**REQUIRED ACTION**
Copy, from the material below, each line where "golden" shows up.

═════ THE INPUT

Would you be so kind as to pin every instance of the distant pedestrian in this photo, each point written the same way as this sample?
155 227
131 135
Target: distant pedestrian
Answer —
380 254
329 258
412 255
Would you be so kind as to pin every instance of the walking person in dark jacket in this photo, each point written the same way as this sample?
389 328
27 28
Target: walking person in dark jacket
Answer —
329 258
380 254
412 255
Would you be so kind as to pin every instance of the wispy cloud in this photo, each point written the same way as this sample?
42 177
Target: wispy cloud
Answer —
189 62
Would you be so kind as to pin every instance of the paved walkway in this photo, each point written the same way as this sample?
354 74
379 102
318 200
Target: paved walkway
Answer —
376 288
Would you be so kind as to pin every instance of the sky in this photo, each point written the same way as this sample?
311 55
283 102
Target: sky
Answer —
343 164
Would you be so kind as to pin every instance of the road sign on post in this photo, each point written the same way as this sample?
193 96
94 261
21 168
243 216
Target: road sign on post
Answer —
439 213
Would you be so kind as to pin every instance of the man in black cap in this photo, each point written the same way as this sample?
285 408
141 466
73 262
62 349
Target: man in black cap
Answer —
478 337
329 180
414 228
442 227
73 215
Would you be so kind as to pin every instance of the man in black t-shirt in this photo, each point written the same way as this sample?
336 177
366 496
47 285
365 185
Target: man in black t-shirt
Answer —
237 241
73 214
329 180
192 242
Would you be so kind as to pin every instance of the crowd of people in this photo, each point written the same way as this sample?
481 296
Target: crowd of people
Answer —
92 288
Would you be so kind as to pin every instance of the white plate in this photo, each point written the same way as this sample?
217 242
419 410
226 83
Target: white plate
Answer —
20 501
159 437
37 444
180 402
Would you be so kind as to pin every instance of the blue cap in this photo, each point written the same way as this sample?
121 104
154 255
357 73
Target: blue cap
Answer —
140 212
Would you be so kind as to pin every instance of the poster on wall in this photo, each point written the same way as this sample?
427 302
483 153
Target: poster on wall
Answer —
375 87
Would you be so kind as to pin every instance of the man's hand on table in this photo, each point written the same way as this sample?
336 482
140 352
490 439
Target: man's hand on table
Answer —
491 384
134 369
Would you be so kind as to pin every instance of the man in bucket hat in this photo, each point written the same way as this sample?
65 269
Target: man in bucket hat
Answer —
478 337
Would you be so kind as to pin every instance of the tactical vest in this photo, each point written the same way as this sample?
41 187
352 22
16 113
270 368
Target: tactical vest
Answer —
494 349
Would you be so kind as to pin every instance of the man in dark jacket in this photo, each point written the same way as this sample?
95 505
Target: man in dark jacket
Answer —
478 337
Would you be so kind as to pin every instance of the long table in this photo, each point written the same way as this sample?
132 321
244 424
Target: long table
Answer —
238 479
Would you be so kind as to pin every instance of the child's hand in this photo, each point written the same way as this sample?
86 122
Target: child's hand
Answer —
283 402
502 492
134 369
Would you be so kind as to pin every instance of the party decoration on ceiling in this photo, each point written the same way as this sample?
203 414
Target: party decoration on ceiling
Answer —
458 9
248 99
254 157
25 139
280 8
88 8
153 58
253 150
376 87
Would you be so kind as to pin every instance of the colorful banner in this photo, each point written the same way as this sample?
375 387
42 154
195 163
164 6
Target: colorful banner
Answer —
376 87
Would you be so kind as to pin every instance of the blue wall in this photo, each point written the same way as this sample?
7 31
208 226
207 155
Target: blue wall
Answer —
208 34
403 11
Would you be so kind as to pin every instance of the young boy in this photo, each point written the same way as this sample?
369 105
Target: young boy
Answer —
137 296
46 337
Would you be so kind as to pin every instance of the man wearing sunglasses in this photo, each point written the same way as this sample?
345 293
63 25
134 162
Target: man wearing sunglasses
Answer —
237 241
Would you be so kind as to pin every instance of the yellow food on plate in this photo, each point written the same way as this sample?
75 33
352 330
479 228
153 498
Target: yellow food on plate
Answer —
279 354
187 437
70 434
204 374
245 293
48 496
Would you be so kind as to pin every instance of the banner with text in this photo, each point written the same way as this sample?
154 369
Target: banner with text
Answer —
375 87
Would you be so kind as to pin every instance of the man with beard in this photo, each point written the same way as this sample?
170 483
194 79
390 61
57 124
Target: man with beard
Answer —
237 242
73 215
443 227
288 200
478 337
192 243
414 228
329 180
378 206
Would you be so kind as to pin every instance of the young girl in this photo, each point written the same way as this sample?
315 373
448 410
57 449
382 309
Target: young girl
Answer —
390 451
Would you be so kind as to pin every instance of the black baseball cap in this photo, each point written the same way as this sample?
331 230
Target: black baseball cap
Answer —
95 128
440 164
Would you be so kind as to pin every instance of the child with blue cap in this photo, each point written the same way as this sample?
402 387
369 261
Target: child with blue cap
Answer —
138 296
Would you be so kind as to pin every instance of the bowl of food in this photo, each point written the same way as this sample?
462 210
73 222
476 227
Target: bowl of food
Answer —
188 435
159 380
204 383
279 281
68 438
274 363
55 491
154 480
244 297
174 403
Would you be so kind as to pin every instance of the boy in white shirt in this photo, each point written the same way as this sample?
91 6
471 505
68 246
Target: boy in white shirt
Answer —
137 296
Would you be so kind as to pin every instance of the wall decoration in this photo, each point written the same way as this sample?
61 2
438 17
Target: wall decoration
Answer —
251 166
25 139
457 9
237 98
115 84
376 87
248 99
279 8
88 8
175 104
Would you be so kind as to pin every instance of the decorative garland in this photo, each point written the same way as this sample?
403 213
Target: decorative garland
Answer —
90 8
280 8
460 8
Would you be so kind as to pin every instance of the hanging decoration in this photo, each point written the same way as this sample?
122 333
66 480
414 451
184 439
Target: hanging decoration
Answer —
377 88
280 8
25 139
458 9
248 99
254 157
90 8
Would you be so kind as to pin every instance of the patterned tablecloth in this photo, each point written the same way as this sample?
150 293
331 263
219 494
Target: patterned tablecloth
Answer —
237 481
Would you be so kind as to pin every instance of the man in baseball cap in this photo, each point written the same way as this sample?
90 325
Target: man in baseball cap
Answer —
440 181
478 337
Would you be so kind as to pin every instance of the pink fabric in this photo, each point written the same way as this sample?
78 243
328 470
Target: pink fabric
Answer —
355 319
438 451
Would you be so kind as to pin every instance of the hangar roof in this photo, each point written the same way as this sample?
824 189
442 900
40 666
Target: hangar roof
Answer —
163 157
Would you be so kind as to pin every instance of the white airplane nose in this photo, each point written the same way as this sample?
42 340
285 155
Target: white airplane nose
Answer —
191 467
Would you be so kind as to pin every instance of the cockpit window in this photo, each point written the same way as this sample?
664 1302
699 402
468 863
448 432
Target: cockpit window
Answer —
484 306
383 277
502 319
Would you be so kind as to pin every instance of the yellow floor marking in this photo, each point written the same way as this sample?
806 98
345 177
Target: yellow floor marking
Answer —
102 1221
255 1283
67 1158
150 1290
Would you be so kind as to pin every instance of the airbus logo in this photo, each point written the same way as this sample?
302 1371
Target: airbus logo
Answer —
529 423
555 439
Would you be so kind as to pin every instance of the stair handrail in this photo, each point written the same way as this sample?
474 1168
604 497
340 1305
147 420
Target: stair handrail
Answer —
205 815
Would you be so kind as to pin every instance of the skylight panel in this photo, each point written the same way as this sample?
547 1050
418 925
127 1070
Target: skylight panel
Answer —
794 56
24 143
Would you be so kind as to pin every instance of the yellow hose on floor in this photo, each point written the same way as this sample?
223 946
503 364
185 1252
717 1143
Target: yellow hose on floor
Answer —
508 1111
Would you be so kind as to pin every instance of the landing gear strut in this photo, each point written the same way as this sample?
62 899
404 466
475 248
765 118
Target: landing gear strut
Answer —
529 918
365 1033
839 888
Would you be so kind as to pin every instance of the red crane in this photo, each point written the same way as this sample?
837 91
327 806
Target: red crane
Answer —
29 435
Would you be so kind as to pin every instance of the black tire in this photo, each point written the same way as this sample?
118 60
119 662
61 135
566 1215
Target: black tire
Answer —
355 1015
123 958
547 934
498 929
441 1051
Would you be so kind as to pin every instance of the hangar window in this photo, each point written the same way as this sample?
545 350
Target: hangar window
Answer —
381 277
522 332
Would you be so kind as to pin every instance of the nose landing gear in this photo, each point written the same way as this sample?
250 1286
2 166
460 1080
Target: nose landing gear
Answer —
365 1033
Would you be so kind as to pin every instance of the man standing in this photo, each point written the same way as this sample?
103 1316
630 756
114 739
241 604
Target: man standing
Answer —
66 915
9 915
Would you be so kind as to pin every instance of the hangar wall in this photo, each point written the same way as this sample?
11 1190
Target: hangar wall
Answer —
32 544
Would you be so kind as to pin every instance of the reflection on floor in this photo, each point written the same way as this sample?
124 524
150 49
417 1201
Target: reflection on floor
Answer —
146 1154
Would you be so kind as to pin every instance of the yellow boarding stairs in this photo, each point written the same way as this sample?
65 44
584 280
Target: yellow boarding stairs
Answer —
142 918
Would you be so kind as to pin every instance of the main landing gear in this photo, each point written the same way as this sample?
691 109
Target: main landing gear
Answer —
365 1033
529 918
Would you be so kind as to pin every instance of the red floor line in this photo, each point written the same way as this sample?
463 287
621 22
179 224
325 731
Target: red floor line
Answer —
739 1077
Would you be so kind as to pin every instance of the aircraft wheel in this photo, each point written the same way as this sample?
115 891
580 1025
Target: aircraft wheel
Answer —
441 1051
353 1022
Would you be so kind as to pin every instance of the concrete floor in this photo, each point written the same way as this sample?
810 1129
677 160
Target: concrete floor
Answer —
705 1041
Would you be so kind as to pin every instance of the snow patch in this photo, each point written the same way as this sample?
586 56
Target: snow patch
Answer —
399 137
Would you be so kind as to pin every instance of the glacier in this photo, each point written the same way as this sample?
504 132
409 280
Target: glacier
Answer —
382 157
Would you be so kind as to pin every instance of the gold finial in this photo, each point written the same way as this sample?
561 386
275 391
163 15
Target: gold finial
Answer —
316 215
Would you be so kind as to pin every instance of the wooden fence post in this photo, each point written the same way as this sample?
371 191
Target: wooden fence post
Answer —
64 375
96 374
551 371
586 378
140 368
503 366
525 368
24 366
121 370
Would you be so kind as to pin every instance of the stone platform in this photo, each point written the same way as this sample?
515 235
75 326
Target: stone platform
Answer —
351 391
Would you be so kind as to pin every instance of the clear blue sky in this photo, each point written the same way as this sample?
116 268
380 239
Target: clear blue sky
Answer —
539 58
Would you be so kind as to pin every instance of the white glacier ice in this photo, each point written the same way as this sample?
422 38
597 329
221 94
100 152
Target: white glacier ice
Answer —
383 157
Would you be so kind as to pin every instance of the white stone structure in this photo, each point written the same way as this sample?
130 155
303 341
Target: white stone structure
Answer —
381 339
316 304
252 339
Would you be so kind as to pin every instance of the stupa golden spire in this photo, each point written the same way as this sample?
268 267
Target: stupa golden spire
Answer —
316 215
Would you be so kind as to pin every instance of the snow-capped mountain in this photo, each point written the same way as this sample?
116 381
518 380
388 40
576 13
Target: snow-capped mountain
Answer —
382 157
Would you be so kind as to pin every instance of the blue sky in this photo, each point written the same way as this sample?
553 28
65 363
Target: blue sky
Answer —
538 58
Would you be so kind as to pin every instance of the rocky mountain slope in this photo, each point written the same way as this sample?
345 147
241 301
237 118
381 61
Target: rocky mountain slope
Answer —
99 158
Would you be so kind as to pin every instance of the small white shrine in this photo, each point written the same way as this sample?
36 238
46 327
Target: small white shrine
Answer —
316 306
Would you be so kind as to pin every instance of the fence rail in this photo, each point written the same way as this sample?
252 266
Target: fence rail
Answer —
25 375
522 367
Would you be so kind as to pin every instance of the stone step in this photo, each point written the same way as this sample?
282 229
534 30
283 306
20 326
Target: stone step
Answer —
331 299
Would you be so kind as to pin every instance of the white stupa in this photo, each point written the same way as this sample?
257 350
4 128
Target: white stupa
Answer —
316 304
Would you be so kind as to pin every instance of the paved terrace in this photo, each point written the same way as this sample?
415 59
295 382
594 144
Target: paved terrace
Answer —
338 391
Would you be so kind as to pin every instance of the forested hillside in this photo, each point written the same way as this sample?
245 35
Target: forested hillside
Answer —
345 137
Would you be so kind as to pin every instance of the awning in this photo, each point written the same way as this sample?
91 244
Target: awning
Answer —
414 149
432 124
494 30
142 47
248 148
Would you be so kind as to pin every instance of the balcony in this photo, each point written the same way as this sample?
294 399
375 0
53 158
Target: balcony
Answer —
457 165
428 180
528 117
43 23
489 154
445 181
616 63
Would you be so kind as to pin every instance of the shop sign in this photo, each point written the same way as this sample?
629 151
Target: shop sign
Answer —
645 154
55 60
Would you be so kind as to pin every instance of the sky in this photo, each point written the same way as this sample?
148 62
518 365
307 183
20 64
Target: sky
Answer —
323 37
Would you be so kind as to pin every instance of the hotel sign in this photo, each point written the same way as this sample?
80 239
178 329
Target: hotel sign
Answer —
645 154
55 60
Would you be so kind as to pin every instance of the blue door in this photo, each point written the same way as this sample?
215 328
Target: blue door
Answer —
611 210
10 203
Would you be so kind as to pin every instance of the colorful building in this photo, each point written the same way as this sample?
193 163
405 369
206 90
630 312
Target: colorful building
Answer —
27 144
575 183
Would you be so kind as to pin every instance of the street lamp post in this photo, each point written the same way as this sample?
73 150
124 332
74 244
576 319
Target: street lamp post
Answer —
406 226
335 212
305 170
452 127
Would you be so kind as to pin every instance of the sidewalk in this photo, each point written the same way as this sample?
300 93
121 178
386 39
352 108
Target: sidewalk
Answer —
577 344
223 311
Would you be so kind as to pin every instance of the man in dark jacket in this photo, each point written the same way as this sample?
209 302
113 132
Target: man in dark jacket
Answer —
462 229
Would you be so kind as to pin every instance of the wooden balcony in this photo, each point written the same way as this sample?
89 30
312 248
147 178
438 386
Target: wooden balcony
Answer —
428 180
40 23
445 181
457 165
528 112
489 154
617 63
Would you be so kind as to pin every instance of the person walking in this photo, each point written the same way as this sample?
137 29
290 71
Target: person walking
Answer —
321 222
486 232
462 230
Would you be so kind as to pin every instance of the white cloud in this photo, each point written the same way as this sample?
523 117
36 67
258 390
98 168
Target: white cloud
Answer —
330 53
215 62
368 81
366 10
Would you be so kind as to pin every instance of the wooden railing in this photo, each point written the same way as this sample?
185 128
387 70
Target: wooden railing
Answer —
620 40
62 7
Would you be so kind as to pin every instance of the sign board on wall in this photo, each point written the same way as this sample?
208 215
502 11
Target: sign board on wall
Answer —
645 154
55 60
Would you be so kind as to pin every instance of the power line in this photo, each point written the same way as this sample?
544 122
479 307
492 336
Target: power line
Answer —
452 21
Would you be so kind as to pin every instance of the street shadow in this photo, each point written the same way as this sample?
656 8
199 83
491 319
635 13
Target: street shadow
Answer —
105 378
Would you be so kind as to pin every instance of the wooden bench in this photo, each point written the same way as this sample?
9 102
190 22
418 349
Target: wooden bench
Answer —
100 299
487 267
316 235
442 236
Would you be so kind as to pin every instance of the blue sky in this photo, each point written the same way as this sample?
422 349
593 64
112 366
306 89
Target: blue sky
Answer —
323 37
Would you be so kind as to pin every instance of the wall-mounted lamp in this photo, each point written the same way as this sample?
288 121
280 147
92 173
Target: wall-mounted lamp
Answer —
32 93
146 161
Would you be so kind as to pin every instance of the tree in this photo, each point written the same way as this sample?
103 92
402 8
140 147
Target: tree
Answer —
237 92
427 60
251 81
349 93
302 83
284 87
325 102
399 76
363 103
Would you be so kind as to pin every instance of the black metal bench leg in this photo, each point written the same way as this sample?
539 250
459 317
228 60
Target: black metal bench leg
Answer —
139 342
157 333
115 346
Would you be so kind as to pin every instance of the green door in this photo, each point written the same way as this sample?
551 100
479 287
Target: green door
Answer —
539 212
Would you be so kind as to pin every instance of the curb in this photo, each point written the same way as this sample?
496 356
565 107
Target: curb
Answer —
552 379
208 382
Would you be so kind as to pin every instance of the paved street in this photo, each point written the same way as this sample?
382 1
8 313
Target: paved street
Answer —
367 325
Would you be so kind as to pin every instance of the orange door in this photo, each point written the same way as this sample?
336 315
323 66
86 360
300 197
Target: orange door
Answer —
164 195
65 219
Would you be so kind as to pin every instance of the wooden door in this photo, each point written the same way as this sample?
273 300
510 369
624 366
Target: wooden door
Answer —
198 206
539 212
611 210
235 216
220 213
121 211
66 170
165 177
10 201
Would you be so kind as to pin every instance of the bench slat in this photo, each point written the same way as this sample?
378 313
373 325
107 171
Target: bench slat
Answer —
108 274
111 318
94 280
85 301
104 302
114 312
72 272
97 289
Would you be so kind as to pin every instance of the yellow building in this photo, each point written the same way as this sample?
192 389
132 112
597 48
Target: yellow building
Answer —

══════════

**COMPLETED TASK**
Would you be so kind as to pin every instance of the stupa golden spire in this photo, each point written the same way as this sample?
Target: stupa golden spire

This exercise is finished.